CONSIGNES:
• a. D'après l'article sur la station d'épuration de Tiapa, en quelle année l'interdiction de baignade sur la plage de Tiapa a-t-elle été ordonnée ?
• b. Poursuivez l'article sur la station d'épuration de Tiapa à partir de sa dernière phrase.

TEXTE EXTRAIT:
————

​Paea met fin à la pollution de sa station d'épuration de Tiapa


Tahiti, le 13 janvier 2024 – C’est une pollution environnementale qui persiste depuis 30 ans à Paea. Pressée par une décision de justice et aidée par un financement d’État, la commune a engagé des travaux qui doivent s’achever en avril prochain pour la réhabilitation de la station d’épuration de Tiapa.
 
Les travaux de réhabilitation de la station d’épuration de Tiapa doivent s’achever mi-avril prochain. Des travaux conduits dans un délai contraint qui promettent d’apporter une réponse à un problème vieux de plus de 30 ans, à Paea. Une pollution à l’origine de l’interdiction de baignade ordonnée par arrêté municipal en 1997 et toujours en vigueur, au PK 20,5 plage de Tiapa, en raison d’une mauvaise qualité des eaux rejetées : la canalisation d’évacuation dans le lagon des eaux issues de la station d’épuration fuit en effet à trop faible distance du littoral et rejette des eaux surchargées en germes d’origine organique.
 
“La population de Paea est très résiliente”, estime le tāvana Antony Géros, maire de Paea depuis juillet 2020, qui entend bien laisser au crédit de son prédécesseur, feu Jacquie Graffe, l’incapacité trentenaire à remédier à ce problème de pollution. “Pour peu que leur maire, leur metua, arrive à bien faire passer son message, elle tolère ce qu’il y a autour.”

————

DONNÉES PRÉSENTÉES:

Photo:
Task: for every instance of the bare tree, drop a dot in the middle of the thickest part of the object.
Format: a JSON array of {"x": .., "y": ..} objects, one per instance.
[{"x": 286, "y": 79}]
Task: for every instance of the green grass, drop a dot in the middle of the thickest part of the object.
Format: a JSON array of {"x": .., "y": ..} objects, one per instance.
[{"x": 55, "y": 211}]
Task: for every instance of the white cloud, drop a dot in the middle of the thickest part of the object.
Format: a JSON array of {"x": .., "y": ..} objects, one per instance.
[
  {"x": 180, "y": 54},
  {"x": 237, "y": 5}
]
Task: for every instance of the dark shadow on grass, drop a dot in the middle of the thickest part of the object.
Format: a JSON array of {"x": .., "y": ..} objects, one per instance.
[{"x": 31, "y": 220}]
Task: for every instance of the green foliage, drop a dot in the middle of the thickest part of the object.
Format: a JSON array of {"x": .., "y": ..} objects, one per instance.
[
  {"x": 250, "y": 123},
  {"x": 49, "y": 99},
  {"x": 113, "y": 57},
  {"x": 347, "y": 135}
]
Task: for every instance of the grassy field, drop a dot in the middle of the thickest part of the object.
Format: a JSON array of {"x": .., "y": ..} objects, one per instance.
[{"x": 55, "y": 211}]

————

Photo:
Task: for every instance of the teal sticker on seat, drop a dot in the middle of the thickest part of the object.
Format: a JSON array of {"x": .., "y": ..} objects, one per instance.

————

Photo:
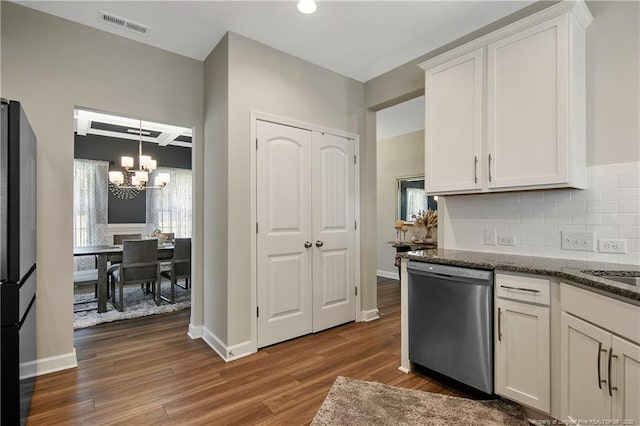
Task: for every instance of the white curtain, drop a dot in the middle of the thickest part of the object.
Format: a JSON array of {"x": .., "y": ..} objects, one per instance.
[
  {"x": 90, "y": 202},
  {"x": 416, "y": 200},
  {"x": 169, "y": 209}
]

————

RÉPONSES:
• a. En 1997, par arrêté municipal.

• b.
La chambre territoriale des comptes s’était indignée de cette situation, dans un rapport d’observations définitives en 2019. Et face à l’inaction apparente de la commune, l’association de protection de l’environnement La Planète Brûle avait porté l’affaire en justice. Mi-octobre 2022, la commune a été condamnée à “prendre toutes mesures nécessaires et appropriées pour faire cesser le rejet dans le lagon des eaux souillées provenant de la station d’épuration Tiapa”. Le tribunal administratif de Polynésie française avait alors donné un an à Paea pour s’exécuter, au risque de devoir payer une forte astreinte quotidienne passé ce délai.
 
La station d’épuration redimensionnée
 
Pressée par cette injonction, la mairie de Paea a publié un avis d’appel public à concurrence en août dernier pour des travaux de réhabilitation de la station d’épuration et ses ouvrages annexes. Procédure à l’issue de laquelle la société Polynésienne des eaux a été sélectionnée, en groupement avec la société MD-Bat. La période de préparation du chantier et la réalisation du dossier d’exécution s’est achevée le 13 novembre. Les travaux de rénovation ont débuté le 15 décembre avec un délai d’exécution prévu pour s’achever le 11 avril prochain.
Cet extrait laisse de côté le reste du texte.